Exercise description: Go through the listing beneath and show each line containing the string "below".

Excerpted data:
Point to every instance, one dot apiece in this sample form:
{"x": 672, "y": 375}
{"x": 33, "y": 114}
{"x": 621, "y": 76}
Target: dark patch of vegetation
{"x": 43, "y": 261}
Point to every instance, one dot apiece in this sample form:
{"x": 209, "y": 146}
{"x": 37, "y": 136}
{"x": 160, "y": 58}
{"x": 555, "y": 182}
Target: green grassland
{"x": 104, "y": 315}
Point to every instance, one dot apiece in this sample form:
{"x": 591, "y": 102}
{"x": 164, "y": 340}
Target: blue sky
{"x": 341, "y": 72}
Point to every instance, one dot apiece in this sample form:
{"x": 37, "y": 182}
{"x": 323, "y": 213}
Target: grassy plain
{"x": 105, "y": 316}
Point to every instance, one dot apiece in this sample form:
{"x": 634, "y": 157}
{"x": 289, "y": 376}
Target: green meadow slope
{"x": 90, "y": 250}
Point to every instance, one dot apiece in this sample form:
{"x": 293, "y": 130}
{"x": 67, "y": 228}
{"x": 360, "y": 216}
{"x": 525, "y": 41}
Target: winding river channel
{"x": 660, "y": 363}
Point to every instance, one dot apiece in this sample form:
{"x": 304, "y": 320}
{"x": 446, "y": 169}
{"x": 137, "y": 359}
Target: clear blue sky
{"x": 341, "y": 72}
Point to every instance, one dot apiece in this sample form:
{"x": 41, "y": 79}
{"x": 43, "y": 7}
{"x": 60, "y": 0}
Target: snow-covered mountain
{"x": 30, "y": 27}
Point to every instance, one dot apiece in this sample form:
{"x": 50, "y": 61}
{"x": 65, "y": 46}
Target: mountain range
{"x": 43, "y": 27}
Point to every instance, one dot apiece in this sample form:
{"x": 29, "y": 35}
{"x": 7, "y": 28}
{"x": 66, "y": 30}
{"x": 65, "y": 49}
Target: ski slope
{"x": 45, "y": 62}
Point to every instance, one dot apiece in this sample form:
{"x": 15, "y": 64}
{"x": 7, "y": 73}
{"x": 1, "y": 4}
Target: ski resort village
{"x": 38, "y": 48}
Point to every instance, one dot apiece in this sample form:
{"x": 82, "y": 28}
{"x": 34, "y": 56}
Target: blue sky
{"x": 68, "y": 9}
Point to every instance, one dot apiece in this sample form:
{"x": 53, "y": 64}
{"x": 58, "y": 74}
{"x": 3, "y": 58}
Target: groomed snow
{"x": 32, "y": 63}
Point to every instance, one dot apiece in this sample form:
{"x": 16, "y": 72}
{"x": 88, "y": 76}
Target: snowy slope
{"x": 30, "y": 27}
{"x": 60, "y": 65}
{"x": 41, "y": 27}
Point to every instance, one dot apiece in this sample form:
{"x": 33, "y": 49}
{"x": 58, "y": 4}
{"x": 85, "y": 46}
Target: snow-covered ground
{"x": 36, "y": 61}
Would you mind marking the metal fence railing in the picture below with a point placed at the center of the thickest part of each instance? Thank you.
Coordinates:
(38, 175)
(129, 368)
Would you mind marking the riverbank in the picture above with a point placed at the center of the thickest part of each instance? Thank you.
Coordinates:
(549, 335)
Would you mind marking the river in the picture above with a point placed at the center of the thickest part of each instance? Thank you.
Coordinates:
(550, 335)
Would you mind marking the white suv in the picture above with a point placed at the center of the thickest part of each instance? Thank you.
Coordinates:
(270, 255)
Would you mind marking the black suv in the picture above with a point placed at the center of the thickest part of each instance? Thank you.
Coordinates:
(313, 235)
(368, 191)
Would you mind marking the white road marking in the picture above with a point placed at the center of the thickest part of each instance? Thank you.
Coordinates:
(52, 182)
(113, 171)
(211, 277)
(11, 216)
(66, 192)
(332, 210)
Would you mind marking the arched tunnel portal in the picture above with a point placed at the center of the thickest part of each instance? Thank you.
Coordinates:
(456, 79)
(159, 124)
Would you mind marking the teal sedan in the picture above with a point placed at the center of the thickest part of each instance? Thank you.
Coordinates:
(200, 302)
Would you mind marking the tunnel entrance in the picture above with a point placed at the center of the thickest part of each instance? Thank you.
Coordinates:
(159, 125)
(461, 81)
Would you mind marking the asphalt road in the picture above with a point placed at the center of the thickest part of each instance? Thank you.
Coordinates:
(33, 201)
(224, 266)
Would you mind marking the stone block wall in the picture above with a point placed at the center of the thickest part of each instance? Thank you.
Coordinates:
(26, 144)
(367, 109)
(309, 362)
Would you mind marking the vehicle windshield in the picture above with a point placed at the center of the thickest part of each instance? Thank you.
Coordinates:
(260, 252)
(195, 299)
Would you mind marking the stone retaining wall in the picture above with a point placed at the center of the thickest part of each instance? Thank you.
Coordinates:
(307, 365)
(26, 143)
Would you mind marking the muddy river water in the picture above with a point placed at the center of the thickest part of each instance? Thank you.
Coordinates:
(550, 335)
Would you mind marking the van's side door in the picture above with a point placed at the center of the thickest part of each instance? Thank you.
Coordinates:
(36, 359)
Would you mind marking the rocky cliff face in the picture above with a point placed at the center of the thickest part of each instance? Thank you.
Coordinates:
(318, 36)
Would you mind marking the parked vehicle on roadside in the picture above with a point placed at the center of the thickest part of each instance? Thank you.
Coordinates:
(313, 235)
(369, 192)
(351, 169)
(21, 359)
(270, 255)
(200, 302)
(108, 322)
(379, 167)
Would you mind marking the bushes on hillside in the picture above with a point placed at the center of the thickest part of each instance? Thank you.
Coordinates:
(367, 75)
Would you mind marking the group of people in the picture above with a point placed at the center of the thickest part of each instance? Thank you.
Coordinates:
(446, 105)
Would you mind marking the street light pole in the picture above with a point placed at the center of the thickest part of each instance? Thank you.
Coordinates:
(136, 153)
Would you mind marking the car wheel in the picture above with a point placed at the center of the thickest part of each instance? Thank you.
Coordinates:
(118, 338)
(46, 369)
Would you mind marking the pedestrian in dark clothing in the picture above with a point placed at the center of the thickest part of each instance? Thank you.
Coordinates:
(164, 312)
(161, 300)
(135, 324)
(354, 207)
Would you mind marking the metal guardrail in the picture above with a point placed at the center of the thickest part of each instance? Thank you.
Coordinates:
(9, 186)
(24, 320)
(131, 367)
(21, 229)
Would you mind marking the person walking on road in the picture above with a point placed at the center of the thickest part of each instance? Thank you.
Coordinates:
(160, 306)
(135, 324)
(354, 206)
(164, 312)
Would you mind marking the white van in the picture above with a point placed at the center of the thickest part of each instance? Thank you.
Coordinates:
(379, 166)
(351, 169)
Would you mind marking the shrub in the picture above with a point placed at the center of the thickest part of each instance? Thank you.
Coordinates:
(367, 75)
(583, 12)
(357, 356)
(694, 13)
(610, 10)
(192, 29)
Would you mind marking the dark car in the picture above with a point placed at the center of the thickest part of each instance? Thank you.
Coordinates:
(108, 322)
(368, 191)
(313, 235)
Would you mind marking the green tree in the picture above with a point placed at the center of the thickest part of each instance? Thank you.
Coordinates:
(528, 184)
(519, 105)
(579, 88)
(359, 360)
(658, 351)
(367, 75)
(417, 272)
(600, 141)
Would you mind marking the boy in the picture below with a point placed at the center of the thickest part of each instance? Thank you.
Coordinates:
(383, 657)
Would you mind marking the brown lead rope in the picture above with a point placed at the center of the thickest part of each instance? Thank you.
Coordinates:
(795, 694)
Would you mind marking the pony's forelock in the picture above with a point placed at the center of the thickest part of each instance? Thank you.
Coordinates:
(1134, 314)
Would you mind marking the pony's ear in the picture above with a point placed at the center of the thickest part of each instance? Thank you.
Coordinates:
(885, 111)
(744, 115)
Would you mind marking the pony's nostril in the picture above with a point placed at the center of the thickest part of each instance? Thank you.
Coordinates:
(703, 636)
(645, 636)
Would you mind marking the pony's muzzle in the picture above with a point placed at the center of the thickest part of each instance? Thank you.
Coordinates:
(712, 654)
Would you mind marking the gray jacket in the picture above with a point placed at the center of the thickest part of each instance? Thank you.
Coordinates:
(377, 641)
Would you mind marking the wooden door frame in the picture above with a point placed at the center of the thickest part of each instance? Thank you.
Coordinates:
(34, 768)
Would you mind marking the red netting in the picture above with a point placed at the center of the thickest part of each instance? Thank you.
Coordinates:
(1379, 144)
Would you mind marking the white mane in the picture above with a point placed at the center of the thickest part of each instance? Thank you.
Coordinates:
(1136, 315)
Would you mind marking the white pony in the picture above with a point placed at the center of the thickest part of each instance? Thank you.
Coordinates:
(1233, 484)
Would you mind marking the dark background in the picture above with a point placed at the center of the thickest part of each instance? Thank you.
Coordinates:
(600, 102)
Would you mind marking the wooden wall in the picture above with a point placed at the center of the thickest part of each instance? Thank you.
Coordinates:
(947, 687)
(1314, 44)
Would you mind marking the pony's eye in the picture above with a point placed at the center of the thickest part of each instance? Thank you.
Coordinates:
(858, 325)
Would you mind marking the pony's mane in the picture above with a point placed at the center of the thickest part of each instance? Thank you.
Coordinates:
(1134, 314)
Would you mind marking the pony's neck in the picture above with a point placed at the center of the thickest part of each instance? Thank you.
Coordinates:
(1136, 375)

Solved problem:
Would you mind marking the metal fence railing in the picture below with a point placed at the center of the thickest part of each instance? Thank you.
Would you mind marking the boy in the picture below with a point placed at the center of the thickest part of each instance? Thank you.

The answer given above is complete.